(Records for this exercise begins)

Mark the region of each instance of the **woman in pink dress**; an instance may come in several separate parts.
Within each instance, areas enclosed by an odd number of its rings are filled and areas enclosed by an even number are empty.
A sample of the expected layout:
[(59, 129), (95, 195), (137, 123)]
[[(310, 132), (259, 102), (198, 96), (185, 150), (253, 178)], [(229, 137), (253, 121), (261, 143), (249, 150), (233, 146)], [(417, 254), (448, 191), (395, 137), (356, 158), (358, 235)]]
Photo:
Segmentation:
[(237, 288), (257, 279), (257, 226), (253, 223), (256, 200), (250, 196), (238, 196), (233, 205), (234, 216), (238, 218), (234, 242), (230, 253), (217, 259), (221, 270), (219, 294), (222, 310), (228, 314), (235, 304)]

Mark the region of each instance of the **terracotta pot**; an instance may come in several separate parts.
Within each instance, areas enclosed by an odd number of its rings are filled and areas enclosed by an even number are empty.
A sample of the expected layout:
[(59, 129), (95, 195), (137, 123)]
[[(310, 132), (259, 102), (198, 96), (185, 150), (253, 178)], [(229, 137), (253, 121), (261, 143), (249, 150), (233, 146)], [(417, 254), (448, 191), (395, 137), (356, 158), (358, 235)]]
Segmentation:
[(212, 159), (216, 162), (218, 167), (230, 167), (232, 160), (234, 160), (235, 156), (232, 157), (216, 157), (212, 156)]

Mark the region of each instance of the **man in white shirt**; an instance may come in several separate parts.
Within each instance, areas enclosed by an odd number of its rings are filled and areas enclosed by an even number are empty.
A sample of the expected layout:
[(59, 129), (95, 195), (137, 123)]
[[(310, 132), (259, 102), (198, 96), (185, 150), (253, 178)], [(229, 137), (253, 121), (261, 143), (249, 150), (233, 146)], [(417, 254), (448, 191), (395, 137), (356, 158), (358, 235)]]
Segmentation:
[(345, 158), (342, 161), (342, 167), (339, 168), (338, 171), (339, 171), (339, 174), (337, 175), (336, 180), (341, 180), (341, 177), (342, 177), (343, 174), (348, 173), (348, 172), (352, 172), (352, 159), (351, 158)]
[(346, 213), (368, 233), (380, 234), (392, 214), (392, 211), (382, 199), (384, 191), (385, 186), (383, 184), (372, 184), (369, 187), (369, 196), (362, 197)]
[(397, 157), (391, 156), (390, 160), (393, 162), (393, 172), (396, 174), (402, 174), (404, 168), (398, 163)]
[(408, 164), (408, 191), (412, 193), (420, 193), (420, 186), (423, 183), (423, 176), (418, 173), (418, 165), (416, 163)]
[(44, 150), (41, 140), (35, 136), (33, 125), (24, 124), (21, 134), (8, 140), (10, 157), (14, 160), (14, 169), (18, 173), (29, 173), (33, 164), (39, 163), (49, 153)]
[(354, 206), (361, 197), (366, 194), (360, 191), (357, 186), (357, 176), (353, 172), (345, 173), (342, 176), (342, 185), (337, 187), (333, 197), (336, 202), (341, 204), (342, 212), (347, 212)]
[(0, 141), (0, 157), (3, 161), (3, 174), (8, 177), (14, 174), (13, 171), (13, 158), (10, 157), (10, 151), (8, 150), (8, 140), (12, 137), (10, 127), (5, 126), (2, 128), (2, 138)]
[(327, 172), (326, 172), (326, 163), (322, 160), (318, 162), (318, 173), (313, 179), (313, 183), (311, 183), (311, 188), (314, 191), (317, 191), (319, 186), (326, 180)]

(Records for this exercise ends)

■ Directions for this task
Your answer should consist of all lines in the listing above that contain "several".

■ Response
Mark the region of each instance of the **woman in pink dress**; an instance may come in several separate parts.
Mark the region of each instance of the **terracotta pot**; an instance may come in several separate parts.
Mark the region of each instance of the **man in white shirt**; an instance may come in several separate parts.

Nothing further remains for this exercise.